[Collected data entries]
------------------------
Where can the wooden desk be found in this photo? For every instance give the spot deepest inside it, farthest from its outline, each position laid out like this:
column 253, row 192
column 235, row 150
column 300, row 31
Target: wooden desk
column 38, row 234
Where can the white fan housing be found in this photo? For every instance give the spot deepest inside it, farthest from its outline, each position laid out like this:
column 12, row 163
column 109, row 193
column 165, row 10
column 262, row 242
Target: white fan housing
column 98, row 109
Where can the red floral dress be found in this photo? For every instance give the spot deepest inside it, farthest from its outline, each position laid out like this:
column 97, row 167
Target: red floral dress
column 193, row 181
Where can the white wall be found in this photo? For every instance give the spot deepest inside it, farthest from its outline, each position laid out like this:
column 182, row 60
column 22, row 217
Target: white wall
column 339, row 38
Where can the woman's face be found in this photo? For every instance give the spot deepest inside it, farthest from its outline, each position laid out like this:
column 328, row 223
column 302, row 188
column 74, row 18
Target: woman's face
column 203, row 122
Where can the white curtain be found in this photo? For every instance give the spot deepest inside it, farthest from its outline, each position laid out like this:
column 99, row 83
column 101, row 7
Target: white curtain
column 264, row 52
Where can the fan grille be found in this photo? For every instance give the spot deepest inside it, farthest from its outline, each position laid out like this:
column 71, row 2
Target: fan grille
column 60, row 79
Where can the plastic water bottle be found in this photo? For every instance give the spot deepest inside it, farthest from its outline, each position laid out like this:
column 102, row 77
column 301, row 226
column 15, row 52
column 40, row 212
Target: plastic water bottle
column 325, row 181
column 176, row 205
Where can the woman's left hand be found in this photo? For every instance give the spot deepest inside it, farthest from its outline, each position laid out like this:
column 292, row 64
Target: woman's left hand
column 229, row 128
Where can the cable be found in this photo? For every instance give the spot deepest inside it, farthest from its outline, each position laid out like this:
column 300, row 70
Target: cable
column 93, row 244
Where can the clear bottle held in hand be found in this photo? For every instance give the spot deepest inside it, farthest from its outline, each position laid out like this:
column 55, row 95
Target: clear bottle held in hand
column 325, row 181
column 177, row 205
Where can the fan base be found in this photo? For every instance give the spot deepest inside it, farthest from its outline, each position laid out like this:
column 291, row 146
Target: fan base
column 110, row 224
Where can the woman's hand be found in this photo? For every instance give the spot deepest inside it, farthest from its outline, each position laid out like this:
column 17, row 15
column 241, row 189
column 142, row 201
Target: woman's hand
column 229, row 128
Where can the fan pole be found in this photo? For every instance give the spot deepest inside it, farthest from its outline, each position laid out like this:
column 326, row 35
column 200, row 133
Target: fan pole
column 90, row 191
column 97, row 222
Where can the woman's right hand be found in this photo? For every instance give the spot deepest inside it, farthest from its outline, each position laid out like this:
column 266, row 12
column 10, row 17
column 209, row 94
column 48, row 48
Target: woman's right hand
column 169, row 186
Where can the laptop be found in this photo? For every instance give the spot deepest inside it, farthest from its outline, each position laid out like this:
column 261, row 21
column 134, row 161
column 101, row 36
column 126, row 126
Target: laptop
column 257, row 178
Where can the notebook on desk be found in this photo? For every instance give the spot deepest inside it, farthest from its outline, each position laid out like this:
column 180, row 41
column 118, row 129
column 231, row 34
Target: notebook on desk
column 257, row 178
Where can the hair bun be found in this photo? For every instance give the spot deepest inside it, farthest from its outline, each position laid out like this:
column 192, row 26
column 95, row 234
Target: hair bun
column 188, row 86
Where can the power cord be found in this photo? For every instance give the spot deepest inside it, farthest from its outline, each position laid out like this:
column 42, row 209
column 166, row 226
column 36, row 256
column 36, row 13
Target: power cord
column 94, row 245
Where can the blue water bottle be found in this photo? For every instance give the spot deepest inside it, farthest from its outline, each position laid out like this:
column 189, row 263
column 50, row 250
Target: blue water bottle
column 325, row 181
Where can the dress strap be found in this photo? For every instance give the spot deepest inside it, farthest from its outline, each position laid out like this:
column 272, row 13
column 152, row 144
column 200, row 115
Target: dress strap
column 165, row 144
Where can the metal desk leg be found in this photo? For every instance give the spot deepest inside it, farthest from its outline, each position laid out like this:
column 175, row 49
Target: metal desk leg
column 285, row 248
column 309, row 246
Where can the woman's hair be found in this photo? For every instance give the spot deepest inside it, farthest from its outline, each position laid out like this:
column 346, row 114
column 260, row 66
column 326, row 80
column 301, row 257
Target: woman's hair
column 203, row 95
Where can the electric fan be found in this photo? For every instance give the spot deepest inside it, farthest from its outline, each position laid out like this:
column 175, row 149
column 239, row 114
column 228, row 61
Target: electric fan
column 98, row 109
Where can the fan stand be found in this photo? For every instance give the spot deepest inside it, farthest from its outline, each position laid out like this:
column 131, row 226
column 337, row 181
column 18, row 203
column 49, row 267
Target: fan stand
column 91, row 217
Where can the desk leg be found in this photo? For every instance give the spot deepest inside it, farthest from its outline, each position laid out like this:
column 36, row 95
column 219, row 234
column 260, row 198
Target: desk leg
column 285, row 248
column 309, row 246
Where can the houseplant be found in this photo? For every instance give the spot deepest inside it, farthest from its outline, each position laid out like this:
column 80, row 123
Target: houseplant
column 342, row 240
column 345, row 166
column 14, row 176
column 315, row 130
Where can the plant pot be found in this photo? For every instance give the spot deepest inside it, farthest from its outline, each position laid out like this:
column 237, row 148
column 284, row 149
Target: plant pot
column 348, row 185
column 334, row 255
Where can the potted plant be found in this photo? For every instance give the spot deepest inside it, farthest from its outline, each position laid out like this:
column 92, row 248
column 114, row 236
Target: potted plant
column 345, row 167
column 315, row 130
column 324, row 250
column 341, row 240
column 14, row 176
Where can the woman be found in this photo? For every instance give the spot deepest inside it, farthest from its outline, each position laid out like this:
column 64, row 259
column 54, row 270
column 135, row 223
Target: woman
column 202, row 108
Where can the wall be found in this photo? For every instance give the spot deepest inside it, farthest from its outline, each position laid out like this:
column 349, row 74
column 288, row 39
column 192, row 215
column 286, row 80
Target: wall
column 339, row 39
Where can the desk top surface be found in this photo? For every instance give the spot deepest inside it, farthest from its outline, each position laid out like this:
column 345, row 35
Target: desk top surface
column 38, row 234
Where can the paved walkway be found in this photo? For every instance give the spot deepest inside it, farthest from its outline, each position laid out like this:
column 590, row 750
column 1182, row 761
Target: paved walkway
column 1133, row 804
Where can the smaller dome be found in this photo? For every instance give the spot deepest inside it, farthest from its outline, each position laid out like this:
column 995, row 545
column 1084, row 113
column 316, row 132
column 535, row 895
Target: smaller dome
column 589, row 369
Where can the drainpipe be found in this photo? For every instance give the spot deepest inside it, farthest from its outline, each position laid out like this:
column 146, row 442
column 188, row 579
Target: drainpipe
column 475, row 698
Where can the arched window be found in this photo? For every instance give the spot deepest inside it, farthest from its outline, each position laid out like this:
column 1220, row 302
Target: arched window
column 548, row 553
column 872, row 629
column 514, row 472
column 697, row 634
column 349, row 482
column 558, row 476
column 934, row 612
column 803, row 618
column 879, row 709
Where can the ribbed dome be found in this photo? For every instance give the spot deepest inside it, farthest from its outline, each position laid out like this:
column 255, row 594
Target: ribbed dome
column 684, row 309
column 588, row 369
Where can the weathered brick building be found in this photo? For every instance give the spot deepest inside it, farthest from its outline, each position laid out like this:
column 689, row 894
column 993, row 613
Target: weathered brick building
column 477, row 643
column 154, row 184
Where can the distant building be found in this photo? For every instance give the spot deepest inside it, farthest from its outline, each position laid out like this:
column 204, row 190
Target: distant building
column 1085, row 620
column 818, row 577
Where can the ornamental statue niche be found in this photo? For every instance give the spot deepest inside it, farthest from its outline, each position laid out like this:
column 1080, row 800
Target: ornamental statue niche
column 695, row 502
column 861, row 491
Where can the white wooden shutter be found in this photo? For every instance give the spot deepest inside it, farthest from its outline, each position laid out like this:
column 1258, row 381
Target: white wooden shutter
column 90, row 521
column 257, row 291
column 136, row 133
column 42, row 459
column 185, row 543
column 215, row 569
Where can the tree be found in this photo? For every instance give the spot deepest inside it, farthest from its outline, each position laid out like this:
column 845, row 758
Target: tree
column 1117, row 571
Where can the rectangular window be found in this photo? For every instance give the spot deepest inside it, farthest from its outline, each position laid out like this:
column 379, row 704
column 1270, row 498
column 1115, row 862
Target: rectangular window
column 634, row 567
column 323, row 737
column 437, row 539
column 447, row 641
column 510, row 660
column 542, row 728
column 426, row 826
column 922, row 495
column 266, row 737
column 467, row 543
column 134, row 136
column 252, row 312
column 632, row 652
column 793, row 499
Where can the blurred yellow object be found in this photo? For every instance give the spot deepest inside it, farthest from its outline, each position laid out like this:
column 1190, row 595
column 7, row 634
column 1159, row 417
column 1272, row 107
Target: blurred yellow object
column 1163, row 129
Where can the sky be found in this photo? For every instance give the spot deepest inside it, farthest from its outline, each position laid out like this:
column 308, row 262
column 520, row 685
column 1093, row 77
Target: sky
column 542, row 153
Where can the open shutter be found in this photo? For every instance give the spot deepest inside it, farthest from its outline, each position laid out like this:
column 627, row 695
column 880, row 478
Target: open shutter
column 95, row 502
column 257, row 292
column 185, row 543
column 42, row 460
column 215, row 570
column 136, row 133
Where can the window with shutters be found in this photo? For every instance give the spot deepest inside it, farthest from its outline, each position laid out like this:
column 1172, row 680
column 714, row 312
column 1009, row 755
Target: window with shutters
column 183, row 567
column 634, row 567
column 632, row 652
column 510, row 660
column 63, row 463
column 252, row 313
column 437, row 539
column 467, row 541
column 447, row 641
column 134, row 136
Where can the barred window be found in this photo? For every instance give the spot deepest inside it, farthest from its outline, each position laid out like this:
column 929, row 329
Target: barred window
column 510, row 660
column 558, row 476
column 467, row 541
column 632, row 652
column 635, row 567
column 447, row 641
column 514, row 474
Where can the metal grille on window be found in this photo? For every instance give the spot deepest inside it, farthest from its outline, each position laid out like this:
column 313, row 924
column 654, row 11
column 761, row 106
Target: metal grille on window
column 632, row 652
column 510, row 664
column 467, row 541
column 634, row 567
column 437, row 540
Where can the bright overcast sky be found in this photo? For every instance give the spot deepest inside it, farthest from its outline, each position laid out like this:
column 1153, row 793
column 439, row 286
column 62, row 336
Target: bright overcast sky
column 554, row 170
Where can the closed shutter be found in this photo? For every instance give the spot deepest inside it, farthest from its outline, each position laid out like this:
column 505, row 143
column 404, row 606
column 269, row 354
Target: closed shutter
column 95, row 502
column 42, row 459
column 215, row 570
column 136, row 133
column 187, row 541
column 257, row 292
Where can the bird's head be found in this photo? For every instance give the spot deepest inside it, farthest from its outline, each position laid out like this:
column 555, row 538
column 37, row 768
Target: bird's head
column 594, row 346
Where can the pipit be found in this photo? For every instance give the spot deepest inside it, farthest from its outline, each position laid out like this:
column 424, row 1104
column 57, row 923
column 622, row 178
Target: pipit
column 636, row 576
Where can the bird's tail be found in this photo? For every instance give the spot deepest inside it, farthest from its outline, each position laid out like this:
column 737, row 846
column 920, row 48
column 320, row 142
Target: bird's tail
------------------------
Work required:
Scan the entries above for the string "tail", and copy every line where it turns up.

Answer to the problem:
Where can the bird's tail be found in this photo? For every instance give the spot deepest inside it, farthest from its outline, each position laid out like this:
Target: bird's tail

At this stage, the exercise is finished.